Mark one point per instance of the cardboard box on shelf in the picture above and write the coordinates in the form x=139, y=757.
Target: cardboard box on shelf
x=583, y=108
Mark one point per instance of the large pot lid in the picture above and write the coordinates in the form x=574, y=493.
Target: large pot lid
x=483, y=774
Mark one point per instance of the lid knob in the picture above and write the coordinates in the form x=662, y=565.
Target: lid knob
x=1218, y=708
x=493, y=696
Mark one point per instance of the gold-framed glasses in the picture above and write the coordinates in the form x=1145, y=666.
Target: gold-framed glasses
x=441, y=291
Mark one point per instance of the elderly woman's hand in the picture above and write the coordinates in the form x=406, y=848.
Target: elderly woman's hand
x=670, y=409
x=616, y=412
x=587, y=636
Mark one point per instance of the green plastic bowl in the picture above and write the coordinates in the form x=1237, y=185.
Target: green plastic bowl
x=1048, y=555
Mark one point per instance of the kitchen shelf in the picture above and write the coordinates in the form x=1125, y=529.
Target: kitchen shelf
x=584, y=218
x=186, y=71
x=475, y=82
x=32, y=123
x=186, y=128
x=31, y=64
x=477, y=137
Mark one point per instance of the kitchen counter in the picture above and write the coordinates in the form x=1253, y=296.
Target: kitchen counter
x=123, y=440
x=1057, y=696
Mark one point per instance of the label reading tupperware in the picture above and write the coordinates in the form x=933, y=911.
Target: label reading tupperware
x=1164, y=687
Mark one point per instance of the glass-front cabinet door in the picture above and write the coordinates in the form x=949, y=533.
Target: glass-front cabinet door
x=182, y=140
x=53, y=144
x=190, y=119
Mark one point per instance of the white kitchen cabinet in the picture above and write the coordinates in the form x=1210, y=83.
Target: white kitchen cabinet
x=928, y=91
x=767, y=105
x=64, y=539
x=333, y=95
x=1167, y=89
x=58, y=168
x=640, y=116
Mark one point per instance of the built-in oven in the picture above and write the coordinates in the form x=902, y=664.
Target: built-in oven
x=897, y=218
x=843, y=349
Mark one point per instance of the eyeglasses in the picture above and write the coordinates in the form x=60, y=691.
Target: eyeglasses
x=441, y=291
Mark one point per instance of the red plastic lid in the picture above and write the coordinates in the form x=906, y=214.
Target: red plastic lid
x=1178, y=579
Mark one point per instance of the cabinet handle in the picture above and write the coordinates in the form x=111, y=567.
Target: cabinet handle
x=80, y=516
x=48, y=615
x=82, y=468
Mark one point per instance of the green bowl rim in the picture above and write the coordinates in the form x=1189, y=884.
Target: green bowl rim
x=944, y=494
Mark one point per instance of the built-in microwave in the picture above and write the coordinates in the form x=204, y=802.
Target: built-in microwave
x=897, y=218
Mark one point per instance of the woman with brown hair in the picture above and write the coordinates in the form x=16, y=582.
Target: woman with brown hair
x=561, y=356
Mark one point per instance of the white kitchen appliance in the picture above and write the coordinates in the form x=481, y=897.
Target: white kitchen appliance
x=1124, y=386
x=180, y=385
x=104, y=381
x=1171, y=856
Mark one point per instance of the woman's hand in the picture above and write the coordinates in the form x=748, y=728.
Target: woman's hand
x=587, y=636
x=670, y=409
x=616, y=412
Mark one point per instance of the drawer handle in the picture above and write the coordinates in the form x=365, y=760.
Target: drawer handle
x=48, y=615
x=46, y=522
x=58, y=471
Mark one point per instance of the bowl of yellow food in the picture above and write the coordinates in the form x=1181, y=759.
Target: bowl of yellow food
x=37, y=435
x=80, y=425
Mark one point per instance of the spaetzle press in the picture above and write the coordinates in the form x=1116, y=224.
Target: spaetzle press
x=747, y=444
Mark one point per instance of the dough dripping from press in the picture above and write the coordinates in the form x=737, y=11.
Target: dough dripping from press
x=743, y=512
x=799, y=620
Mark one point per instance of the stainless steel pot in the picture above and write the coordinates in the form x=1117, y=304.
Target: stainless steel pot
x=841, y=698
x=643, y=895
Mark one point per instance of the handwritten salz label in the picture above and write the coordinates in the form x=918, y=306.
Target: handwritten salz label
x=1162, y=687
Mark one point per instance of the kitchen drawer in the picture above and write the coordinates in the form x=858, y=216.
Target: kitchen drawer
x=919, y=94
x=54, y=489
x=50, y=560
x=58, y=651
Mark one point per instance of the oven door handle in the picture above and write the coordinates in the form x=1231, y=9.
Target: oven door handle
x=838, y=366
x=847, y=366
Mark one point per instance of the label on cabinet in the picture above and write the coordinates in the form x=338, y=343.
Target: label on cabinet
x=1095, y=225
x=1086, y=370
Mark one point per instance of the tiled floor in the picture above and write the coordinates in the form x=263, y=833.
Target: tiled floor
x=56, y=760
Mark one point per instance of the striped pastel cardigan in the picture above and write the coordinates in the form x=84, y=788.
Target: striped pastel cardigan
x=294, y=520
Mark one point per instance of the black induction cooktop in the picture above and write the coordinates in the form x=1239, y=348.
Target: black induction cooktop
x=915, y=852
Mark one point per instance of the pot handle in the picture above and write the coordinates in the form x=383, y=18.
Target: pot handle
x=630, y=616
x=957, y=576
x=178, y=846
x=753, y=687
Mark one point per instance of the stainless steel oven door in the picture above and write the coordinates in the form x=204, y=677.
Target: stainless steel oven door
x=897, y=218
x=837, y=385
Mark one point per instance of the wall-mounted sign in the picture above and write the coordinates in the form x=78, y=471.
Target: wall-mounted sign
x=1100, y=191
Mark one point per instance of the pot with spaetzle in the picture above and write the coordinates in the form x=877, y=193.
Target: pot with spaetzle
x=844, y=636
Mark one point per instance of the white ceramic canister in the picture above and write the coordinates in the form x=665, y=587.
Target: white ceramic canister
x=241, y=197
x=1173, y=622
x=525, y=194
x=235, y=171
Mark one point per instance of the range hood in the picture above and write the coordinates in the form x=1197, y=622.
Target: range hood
* * *
EXERCISE
Your answer must be the lines from the first line of the entries above through the line that contains "Mark one point per instance of the gold-framed", written out exactly.

ANSWER BELOW
Mark one point per instance of the cardboard box on shelf in the picture above and write the coordinates in the form x=139, y=757.
Target: cardboard box on shelf
x=583, y=108
Mark one point per instance of the large pot lid in the picture above and write the coordinates in the form x=574, y=493.
Target: large pot lid
x=483, y=774
Mark one point per instance of the lid knob in the picture above and write the coordinates in the form x=662, y=565.
Target: lid knob
x=1218, y=708
x=493, y=696
Mark one point per instance of the gold-framed glasses in the picture above and write the coordinates in the form x=1145, y=666.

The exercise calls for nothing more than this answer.